> TASK INSTRUCTIONS: Copy the items from the line containing "If you could pin the tree" through the last item, inclusive, and swap every "front hood" for "engine hood", leaving everything else unchanged.

> DATA FOR THIS EXERCISE:

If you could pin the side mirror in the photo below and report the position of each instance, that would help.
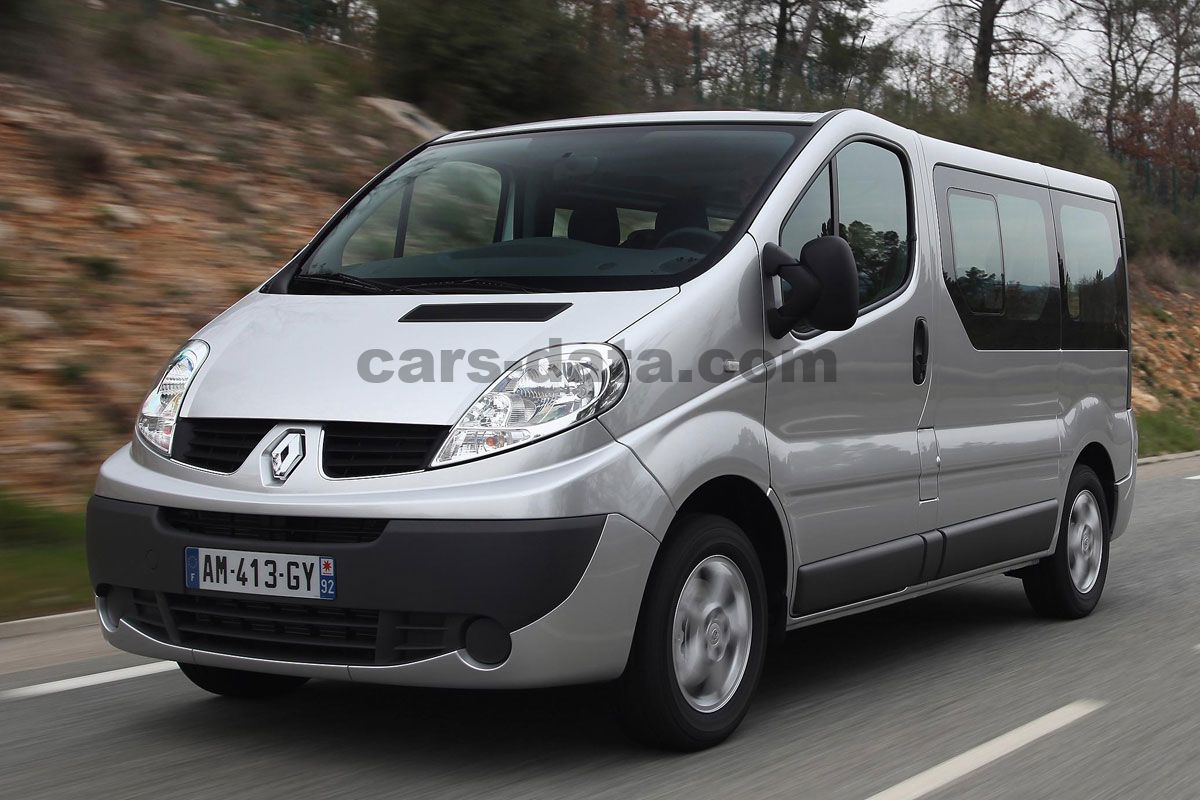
(825, 286)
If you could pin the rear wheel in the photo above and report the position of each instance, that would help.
(238, 683)
(701, 638)
(1068, 584)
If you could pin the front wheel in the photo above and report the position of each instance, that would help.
(239, 683)
(1068, 584)
(701, 637)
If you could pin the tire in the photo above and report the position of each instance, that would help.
(713, 559)
(238, 683)
(1053, 588)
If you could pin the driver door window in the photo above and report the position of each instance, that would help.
(869, 210)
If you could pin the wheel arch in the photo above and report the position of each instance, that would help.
(1097, 457)
(757, 513)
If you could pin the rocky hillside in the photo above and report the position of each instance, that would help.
(120, 236)
(136, 208)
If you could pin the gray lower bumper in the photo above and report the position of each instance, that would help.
(1125, 503)
(585, 638)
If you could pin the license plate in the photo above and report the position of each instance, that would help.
(261, 573)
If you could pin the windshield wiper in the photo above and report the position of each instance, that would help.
(351, 282)
(477, 284)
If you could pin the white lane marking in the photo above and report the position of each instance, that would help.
(946, 773)
(53, 687)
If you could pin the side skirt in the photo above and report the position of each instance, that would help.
(1000, 541)
(796, 623)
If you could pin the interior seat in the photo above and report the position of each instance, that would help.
(595, 223)
(677, 214)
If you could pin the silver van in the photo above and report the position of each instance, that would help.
(623, 400)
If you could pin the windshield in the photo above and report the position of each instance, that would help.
(605, 208)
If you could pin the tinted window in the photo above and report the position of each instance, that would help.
(1029, 256)
(978, 253)
(873, 216)
(811, 217)
(1093, 275)
(999, 258)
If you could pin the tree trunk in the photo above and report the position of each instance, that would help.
(805, 42)
(779, 56)
(985, 47)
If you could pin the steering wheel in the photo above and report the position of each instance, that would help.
(700, 240)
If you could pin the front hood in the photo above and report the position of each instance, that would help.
(299, 358)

> FINAL ANSWER:
If you could pin the tree trunk in the photo above and report the position of each instance, that would help.
(805, 42)
(779, 56)
(985, 47)
If you could pin the steering wheel in the photo above and report the position of each instance, that would help.
(700, 240)
If you could pin the engine hood in the photo above and report the position of each instance, that would help.
(299, 358)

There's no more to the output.